Everything before the line containing "the green bush" is to be left out; repeat that line and all lines after it exactly, to the end of the data.

Study material Start Marker

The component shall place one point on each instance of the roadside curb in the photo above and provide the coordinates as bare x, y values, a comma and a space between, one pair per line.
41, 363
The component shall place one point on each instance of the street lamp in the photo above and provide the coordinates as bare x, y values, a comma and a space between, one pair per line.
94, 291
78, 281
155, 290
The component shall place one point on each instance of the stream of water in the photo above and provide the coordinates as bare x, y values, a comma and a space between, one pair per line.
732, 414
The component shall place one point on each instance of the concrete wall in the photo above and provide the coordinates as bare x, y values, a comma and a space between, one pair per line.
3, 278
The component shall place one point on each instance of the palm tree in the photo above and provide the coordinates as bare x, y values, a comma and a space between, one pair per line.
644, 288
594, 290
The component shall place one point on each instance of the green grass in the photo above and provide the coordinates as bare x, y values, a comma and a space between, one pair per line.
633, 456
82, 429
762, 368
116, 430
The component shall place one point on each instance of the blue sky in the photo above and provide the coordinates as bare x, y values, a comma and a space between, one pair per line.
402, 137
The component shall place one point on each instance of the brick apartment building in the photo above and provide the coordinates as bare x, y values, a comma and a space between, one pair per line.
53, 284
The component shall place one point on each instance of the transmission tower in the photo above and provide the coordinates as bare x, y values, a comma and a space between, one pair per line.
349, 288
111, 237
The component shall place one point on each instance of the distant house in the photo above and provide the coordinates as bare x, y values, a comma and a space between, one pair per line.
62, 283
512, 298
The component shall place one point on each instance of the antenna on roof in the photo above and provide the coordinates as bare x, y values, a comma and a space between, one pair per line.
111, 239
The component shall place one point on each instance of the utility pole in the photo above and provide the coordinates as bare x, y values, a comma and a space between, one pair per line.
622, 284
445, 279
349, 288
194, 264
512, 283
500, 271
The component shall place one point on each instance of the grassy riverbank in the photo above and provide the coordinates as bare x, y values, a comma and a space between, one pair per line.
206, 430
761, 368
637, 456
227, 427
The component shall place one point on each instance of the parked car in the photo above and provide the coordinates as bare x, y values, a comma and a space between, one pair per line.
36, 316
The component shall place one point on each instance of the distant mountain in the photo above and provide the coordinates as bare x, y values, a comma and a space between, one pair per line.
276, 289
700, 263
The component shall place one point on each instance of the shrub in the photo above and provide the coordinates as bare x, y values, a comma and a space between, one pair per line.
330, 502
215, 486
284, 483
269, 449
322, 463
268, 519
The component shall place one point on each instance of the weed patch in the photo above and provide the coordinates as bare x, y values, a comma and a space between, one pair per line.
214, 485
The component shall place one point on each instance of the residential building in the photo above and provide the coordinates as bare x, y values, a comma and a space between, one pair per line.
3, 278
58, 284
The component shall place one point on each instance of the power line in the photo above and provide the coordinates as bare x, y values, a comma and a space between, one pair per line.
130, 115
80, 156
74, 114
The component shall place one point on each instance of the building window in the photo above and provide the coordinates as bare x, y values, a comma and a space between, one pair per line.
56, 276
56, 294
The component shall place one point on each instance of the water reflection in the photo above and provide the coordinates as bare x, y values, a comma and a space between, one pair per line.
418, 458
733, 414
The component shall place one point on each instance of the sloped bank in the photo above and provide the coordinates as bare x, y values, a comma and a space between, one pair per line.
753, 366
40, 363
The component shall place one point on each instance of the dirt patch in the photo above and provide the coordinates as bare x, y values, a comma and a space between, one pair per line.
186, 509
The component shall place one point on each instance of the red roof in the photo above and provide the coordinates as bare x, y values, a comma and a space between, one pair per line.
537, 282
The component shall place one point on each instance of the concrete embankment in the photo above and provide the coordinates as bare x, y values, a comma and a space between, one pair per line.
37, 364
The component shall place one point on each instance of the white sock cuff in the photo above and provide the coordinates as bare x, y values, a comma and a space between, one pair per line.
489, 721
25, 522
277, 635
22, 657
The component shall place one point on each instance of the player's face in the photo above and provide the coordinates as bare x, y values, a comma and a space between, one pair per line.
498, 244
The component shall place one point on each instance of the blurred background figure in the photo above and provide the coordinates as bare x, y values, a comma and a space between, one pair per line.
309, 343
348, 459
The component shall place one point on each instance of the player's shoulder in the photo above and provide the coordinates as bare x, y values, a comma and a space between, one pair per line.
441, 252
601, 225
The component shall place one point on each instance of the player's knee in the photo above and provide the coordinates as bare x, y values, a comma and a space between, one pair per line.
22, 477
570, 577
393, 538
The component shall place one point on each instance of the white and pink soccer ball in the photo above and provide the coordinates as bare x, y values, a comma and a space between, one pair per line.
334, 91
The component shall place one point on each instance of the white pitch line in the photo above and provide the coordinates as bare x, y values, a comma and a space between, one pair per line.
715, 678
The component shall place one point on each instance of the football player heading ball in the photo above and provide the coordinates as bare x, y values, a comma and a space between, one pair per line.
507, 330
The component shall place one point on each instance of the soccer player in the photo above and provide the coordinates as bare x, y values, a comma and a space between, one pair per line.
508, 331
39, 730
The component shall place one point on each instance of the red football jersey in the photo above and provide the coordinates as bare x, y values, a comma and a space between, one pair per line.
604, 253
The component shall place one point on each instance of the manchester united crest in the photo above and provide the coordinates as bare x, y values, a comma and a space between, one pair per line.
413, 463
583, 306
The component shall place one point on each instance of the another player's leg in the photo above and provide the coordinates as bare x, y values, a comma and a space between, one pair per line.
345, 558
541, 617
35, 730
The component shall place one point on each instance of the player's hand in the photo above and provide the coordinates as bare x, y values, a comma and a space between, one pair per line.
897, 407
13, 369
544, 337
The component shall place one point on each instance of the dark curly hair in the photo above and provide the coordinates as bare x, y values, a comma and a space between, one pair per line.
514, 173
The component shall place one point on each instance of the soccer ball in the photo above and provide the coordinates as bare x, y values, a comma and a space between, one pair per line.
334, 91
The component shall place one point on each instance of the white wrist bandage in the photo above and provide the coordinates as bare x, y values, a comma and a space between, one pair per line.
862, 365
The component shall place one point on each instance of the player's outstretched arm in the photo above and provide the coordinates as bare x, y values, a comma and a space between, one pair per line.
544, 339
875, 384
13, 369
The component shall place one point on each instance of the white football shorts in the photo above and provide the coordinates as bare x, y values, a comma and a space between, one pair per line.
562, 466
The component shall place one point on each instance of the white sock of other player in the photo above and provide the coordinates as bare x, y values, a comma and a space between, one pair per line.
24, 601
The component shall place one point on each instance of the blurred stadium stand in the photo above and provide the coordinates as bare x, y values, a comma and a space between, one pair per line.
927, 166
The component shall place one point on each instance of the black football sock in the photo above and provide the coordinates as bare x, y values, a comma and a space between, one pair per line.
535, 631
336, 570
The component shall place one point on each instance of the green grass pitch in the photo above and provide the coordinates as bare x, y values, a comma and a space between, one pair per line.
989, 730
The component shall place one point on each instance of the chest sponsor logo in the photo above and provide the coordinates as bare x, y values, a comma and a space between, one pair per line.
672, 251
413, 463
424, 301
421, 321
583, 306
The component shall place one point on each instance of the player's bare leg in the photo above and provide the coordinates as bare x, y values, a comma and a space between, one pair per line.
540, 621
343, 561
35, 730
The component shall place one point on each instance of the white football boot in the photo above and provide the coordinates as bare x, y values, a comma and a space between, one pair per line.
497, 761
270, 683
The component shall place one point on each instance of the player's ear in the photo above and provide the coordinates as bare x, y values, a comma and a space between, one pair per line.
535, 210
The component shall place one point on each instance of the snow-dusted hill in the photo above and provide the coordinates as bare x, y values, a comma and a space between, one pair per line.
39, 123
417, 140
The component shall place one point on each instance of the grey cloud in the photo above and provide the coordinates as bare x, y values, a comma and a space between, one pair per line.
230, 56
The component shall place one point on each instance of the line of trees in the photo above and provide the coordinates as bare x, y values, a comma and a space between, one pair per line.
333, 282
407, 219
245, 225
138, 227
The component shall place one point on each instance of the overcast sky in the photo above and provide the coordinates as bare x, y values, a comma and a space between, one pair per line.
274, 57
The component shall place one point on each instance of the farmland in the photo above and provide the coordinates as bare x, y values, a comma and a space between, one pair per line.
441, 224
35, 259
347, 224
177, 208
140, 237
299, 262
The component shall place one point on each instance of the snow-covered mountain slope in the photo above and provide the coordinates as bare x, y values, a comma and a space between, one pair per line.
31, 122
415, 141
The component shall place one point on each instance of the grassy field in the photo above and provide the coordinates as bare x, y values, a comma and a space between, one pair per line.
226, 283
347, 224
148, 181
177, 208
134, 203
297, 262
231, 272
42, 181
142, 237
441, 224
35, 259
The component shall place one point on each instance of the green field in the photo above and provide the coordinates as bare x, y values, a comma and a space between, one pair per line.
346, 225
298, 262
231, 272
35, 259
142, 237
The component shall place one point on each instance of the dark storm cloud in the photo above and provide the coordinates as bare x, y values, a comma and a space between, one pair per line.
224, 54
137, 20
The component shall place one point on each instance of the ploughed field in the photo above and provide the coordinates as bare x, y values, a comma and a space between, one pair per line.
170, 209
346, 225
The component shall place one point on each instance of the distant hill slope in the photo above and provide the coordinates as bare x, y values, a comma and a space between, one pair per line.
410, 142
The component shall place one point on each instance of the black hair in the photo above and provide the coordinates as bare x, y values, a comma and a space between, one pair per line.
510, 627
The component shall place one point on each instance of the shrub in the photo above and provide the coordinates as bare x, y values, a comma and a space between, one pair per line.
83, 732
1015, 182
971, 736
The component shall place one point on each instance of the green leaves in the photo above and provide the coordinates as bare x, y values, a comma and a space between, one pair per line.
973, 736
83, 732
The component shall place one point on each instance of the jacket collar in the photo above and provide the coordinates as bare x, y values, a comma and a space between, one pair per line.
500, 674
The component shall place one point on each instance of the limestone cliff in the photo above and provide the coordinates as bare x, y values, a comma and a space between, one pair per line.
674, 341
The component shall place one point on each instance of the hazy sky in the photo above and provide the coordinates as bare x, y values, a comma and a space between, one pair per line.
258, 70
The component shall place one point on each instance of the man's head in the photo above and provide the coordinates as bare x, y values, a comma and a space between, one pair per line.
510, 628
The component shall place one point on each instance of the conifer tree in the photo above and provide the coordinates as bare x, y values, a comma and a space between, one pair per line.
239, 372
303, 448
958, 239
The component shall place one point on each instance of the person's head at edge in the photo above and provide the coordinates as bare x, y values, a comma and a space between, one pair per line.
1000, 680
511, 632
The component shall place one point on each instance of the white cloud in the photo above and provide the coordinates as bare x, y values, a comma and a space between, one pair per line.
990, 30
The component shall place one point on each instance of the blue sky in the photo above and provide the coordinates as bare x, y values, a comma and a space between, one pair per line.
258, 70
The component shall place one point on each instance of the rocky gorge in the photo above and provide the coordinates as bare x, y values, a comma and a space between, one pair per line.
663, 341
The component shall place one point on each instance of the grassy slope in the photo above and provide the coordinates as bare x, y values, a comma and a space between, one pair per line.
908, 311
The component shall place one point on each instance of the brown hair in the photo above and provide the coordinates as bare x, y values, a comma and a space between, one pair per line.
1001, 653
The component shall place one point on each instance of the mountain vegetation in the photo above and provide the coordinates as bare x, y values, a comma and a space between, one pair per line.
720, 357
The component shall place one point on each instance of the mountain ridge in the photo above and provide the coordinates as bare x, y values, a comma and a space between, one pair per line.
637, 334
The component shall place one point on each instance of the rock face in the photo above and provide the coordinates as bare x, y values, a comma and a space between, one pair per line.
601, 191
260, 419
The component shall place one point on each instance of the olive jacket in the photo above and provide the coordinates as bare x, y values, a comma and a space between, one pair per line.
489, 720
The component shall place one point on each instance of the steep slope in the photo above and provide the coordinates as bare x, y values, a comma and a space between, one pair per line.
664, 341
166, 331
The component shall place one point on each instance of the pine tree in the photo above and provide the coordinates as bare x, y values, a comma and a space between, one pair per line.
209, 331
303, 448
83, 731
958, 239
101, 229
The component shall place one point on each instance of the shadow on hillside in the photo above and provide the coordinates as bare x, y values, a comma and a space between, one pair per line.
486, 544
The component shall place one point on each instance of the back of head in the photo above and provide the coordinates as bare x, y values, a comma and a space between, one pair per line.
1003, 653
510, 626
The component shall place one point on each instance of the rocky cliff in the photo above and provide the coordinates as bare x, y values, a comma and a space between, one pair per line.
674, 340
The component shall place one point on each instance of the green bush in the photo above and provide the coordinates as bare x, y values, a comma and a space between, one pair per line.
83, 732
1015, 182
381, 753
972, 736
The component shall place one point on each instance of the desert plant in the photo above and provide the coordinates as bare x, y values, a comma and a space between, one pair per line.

Study material End Marker

Output of the exercise
The component shall place one point on each instance of the green bush in the photo above and provide the coordinates as bare x, y values, a comma and a space between, one pair per line.
83, 732
1015, 182
381, 753
972, 736
The component shall place one point on each instance of the desert plant in the photo above and provide the coordinates as bare x, y values, a comma and a space between, one pair per line.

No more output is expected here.